EXCERPTED TEXT:

— start —

[Math] Derivation of normal equations for minimization of Frobenius norm least squares error

least squaresmatrix equationsmatrix-calculusregression

I'm having a hard time understanding the most efficient sequence of steps for deriving the normal equations for Frobenius norm least squares minimization. Here I want to minimize the norm of a matrix directly, rather than arguing I can do it row-by-row, because I want to improve my facility with matrix calculations.

"We observe pairs $(x_i,y_i)$ with $x_i \in \mathbb{R}^d$ and $y_i \in \mathbb{R}^n$. We’ll let $i$ range from $1$ to $L$. Let $X = [x_1,\ldots ,x_L]$ denote the matrix whose columns are the examples $x_i$. Similarly, let $Y = [y_1,\ldots , y_L]$. We will try to fit a function of the form
$$f(y) = Wy + v$$
where $W \in \mathbb{R}^{d\times n}$ and $v \in \mathbb{R}^d$. Let $\mathbf{1}_L$ denote the vector of length $L$ with ones in all entries."

So we want to minimize $$ \|WY + v \mathbf{1}^T_L – X\|_F^2 \, .$$

My confusion is that the correct normal equations seem to be

\begin{align}
& (WY + v \mathbf{1}^T_L – X) \mathbf{1}_L = 0 \\
& (WY + v \mathbf{1}^T_L – X) Y^T = 0
\end{align}
but I do not obtain this directly by differentiation, setting the appropriate Jacobians to zero. At least not when I think I'm being careful. Rather, I obtain it through a way-too-complicated sequence of steps. Can someone clarify where I'm going wrong? No need to read all of the following (carefully) if you just know the answer. Maybe there's an obvious choice of partials one should take, in an easily generalizable manner?

— end —

[Point-based annotation data]
— start —

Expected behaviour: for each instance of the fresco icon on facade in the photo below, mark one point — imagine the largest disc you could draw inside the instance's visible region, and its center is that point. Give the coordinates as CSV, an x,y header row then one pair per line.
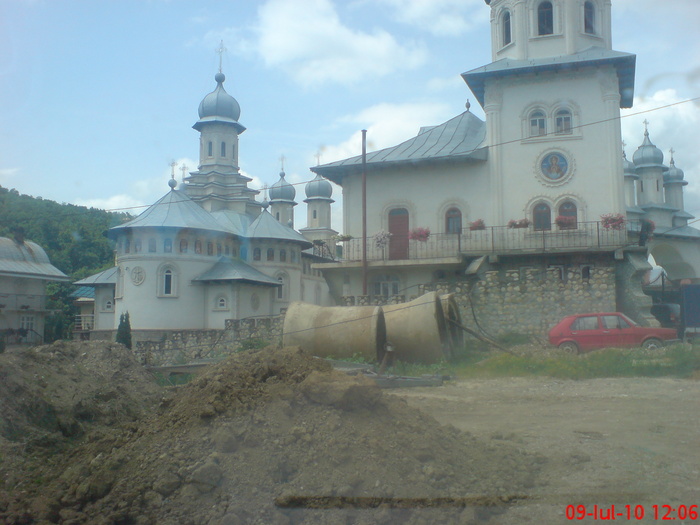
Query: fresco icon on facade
x,y
554,166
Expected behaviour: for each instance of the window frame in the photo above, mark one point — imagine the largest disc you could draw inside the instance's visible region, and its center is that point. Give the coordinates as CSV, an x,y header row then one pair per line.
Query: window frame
x,y
545,18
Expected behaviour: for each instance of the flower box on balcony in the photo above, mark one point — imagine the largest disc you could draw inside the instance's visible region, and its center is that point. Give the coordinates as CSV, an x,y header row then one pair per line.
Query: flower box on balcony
x,y
613,221
522,223
565,222
478,224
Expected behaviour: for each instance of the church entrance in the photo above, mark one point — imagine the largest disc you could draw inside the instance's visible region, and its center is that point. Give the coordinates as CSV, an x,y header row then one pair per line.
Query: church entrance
x,y
398,228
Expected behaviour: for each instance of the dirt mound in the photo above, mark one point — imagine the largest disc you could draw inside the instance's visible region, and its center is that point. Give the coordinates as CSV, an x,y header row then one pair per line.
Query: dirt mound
x,y
274,436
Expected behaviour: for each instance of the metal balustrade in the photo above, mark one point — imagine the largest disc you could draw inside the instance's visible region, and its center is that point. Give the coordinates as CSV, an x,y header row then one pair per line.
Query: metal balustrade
x,y
585,236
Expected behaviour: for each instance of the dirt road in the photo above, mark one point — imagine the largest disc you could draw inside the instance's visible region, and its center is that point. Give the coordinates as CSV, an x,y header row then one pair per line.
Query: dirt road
x,y
632,443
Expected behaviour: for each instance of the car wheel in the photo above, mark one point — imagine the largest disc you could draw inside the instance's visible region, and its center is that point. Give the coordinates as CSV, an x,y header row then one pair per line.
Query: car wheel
x,y
569,347
652,344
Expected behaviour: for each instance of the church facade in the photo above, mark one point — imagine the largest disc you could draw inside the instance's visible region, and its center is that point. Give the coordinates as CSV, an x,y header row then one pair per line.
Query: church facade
x,y
535,209
208,251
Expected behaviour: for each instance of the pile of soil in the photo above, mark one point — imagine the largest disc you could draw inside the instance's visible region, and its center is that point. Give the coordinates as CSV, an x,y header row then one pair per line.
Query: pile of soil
x,y
272,436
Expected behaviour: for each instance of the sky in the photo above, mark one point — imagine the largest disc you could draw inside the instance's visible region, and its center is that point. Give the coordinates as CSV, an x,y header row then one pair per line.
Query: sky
x,y
97,97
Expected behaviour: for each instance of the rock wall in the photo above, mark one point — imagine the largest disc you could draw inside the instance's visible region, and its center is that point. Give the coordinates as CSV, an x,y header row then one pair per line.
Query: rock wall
x,y
155,348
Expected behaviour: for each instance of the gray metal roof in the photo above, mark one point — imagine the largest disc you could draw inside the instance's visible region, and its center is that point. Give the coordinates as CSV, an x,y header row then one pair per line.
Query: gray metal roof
x,y
105,277
265,226
625,64
227,269
233,221
27,259
460,138
174,210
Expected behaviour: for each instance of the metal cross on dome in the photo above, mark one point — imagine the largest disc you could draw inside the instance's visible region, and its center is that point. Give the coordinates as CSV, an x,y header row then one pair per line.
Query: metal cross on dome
x,y
221,50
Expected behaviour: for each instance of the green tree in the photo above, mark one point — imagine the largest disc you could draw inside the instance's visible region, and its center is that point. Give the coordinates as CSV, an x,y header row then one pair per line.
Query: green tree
x,y
124,330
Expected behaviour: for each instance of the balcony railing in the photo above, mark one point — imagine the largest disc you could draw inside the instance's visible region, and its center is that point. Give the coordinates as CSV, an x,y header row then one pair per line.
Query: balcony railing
x,y
494,240
83,323
22,302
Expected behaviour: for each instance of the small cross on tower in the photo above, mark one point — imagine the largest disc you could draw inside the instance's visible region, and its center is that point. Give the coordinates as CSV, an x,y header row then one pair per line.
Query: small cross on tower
x,y
220,51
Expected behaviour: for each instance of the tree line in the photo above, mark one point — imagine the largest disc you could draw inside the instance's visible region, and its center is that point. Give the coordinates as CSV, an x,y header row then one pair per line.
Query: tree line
x,y
73,238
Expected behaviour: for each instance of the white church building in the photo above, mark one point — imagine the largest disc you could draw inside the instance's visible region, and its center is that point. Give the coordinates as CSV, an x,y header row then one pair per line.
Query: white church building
x,y
530,215
534,213
208,251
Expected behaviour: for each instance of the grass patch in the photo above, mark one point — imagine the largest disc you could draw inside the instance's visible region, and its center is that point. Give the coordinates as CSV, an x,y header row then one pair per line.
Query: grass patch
x,y
675,361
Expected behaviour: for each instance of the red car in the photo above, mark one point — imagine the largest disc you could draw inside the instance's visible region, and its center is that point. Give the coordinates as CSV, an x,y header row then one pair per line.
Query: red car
x,y
584,332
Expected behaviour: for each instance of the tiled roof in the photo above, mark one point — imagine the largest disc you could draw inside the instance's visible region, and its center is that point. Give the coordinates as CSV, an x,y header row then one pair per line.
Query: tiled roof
x,y
593,56
227,269
174,210
27,259
459,138
105,277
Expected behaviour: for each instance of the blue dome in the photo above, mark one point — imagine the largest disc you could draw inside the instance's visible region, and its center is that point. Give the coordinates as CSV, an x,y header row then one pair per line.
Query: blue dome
x,y
282,190
319,187
218,103
673,174
648,155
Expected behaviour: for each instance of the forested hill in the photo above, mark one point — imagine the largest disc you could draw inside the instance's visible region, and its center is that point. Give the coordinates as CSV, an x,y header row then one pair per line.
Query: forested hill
x,y
73,236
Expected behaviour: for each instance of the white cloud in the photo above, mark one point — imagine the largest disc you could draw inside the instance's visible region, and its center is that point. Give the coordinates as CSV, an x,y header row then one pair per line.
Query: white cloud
x,y
674,127
387,125
121,202
308,40
6,174
441,17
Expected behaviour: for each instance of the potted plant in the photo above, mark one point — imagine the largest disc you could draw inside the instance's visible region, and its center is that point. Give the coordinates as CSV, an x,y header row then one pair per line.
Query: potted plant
x,y
522,223
381,238
613,221
565,222
478,224
419,234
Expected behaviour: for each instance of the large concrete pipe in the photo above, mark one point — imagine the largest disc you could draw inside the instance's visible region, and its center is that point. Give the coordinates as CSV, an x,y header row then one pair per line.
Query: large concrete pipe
x,y
453,320
336,331
417,329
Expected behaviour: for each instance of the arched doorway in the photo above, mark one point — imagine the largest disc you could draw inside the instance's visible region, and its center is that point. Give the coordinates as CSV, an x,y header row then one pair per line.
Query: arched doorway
x,y
398,228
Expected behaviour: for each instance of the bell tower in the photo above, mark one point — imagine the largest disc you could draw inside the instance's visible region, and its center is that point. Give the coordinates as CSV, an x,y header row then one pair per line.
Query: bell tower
x,y
552,99
526,29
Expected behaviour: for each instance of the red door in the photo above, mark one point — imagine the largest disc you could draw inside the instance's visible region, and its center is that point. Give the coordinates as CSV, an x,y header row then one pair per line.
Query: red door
x,y
398,228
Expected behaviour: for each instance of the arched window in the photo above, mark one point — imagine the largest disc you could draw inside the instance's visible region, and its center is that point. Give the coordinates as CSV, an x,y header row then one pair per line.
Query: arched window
x,y
167,281
385,286
562,121
506,28
453,221
589,18
542,217
545,19
538,123
568,216
281,289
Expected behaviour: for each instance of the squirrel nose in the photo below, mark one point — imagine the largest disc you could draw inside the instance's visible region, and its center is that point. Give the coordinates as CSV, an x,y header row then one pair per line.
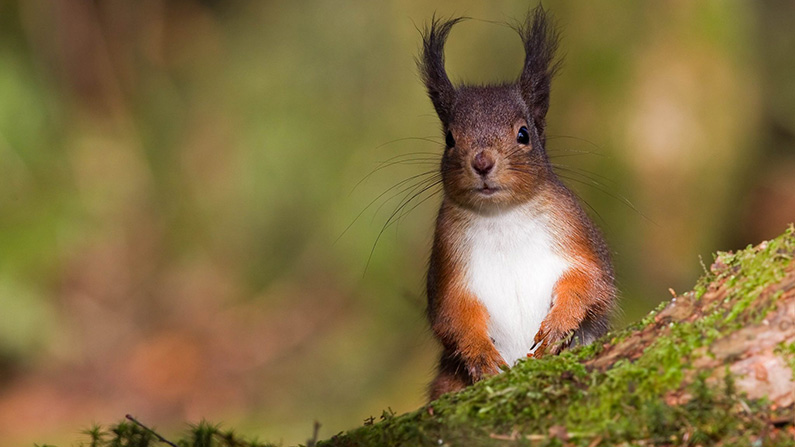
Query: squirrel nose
x,y
482,163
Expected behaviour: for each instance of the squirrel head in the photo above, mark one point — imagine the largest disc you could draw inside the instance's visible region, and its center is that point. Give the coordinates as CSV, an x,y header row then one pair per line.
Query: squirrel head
x,y
494,134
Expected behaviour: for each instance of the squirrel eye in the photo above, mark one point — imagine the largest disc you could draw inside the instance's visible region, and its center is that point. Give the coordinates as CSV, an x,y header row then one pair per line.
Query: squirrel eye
x,y
523,137
449,140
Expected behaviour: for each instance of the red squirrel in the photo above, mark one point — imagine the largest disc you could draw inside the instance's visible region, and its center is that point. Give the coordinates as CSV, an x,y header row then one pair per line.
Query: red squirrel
x,y
517,268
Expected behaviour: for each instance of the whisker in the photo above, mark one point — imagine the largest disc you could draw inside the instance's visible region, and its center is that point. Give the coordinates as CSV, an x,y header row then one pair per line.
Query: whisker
x,y
390,219
397,185
428,139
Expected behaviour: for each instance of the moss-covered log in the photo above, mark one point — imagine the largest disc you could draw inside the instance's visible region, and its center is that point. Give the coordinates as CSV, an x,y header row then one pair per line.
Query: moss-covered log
x,y
714,366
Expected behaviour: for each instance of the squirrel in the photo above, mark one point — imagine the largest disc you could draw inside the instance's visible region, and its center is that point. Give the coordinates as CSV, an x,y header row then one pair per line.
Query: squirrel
x,y
517,268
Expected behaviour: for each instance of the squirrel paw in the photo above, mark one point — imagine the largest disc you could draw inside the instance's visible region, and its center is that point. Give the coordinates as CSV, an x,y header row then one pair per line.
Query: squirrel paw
x,y
484,364
550,340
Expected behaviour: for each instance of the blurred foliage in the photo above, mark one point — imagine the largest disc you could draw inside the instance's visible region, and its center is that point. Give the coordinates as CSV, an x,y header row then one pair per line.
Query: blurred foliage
x,y
176,177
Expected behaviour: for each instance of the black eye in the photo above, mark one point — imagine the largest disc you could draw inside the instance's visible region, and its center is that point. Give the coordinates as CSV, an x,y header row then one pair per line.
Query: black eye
x,y
449,140
523,137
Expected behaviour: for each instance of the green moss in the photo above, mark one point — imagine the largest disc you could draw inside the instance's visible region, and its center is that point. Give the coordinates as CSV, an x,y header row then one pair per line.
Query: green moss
x,y
653,394
635,386
787,352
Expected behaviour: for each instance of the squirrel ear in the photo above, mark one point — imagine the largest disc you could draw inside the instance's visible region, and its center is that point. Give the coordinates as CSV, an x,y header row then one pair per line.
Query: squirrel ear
x,y
431,65
540,42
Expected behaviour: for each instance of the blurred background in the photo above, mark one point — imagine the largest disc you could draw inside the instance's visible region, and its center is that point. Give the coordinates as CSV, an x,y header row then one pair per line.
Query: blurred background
x,y
177,178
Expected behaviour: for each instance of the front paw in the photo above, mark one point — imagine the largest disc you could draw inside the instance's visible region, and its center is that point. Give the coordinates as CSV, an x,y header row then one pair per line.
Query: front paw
x,y
485,363
550,339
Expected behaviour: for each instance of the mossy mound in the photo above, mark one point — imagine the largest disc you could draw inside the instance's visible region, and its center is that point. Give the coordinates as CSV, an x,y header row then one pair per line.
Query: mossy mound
x,y
714,366
675,378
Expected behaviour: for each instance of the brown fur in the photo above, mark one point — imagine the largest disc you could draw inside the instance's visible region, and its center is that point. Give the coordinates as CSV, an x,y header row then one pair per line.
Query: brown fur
x,y
483,123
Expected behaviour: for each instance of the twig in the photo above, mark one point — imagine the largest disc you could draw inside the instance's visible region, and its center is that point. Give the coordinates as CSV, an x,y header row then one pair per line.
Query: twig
x,y
157,435
313,442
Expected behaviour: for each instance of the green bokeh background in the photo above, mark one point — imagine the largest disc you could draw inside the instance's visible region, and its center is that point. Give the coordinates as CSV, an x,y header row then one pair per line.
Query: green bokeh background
x,y
190,191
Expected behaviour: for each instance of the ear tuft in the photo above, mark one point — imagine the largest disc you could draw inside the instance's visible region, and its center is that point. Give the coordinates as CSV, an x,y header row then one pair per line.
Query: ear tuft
x,y
431,65
540,43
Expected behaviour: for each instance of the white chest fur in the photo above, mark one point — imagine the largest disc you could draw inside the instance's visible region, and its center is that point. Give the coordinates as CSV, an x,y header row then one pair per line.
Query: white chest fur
x,y
512,268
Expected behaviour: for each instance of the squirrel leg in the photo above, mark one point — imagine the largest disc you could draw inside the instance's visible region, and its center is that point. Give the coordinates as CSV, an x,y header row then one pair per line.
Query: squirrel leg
x,y
574,296
452,376
462,326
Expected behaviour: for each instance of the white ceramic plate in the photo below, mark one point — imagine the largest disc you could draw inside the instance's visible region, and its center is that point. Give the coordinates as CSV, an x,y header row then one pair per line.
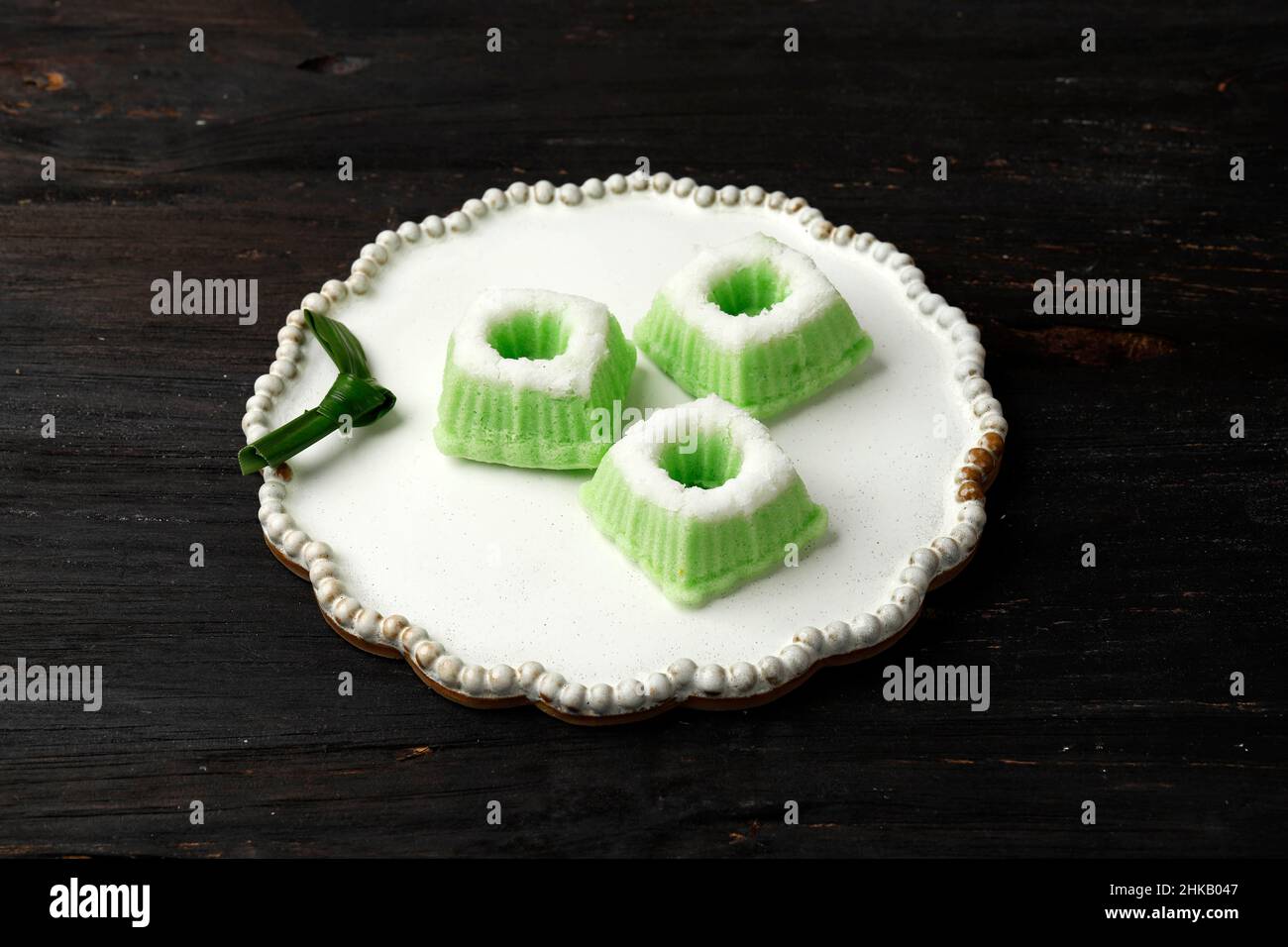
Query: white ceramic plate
x,y
509,591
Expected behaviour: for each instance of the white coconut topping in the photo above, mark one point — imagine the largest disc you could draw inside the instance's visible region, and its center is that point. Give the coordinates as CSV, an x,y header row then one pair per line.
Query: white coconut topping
x,y
567,373
809,291
764,474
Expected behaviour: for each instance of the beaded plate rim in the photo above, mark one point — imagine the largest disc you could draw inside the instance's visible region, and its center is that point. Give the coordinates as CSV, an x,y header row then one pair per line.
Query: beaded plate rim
x,y
683,684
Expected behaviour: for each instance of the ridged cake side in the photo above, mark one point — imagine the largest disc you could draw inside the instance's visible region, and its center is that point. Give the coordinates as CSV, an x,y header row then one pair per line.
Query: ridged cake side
x,y
763,379
500,424
695,561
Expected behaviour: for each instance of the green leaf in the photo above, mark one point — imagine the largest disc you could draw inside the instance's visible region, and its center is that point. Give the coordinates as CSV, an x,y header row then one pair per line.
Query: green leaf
x,y
355,394
340,344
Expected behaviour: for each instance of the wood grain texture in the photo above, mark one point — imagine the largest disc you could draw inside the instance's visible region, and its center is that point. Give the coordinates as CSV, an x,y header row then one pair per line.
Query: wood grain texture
x,y
220,684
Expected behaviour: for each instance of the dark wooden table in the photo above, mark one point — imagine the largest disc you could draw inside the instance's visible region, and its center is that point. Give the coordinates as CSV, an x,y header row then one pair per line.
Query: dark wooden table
x,y
1108,684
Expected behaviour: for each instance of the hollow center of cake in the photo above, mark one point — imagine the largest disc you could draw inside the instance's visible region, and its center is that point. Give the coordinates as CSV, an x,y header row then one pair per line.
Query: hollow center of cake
x,y
750,290
533,335
700,460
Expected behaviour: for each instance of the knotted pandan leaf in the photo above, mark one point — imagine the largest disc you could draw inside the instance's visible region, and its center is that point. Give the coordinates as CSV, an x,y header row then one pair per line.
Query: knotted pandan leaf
x,y
355,395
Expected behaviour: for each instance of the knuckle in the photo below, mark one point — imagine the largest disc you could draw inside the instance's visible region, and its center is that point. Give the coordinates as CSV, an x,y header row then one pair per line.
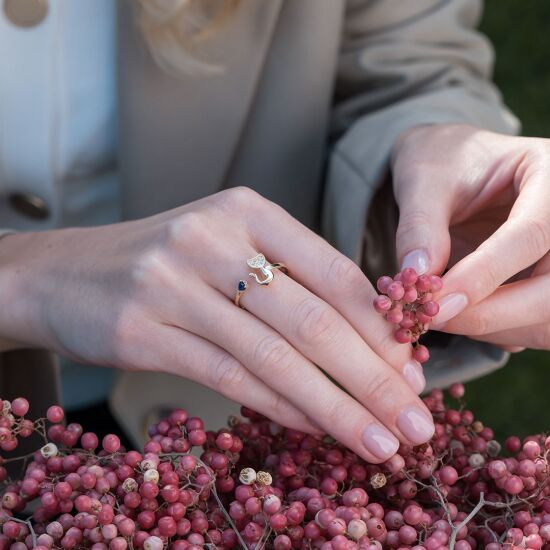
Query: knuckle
x,y
538,236
226,374
345,276
315,323
271,352
188,229
238,199
148,267
126,336
381,385
334,411
478,323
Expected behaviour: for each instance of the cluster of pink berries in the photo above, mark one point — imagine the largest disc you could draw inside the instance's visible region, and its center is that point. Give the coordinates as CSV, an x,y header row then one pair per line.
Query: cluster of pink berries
x,y
406,301
257,485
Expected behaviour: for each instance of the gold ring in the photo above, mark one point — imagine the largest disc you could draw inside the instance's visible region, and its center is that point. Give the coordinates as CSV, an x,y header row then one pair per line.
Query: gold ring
x,y
266,269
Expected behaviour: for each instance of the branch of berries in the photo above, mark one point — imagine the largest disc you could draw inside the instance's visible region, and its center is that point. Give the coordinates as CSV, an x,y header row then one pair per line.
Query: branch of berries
x,y
406,302
257,485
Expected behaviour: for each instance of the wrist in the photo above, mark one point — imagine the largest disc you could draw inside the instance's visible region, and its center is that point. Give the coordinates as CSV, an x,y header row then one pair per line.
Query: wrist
x,y
19,303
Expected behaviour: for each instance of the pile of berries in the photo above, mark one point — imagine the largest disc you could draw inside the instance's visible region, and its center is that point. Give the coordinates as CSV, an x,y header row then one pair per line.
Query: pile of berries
x,y
406,302
258,485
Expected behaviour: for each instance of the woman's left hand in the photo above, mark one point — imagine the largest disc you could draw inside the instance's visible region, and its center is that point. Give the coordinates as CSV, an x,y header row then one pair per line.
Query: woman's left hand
x,y
480,202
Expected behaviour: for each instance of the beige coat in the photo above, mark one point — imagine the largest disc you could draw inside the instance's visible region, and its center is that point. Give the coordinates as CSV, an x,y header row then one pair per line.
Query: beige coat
x,y
311,99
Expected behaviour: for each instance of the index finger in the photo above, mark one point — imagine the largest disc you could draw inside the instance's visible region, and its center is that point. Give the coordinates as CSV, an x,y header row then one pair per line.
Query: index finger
x,y
516,245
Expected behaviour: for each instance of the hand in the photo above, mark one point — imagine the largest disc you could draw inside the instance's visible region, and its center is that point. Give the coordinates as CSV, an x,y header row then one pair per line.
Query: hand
x,y
157,294
479,202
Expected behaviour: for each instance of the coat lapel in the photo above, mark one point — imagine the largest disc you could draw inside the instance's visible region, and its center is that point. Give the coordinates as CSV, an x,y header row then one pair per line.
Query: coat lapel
x,y
172,127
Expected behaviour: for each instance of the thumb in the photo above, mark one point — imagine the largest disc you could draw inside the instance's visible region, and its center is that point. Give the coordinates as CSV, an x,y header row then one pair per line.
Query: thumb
x,y
423,241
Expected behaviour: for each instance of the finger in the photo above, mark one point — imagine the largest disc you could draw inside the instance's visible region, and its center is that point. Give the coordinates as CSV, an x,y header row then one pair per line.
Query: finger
x,y
533,337
518,243
324,337
273,360
423,241
511,306
185,354
331,276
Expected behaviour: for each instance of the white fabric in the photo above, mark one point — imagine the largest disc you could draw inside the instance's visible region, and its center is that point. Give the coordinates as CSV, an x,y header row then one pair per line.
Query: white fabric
x,y
57,133
57,114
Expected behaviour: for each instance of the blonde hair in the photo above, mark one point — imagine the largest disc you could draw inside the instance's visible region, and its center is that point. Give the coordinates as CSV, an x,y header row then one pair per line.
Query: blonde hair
x,y
176,32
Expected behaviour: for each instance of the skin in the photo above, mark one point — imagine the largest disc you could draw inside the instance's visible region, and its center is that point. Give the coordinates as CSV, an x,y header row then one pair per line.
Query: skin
x,y
156,294
480,202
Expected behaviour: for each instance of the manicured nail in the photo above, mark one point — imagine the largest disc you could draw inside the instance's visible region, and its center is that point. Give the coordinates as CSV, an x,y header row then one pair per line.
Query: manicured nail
x,y
415,425
418,260
379,441
449,307
412,371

— end —

REQUESTS:
**A)** Reproduce a passage of the forum post, beginning at the words "So we want to" and stopping after the words "easily generalizable manner?".
**B)** Answer these questions using the forum post.
(i) What is the size of the matrix W in the fitted function?
(ii) What does the vector with subscript L consisting of ones denote?
(iii) Why does the poster want to minimize the norm of a matrix directly instead of arguing row by row?
The records have nothing to do with the forum post.

RESULTS OF THE EXERCISE:
**A)**
So we want to minimize $$ \|WY + v \mathbf{1}^T_L – X\|_F^2 \, .$$

My confusion is that the correct normal equations seem to be

\begin{align}
& (WY + v \mathbf{1}^T_L – X) \mathbf{1}_L = 0 \\
& (WY + v \mathbf{1}^T_L – X) Y^T = 0
\end{align}
but I do not obtain this directly by differentiation, setting the appropriate Jacobians to zero. At least not when I think I'm being careful. Rather, I obtain it through a way-too-complicated sequence of steps. Can someone clarify where I'm going wrong? No need to read all of the following (carefully) if you just know the answer. Maybe there's an obvious choice of partials one should take, in an easily generalizable manner?

**B)**
(i) W is a real d × n matrix.
(ii) It denotes the vector of length L with ones in all entries.
(iii) The poster wants to improve their facility with matrix calculations.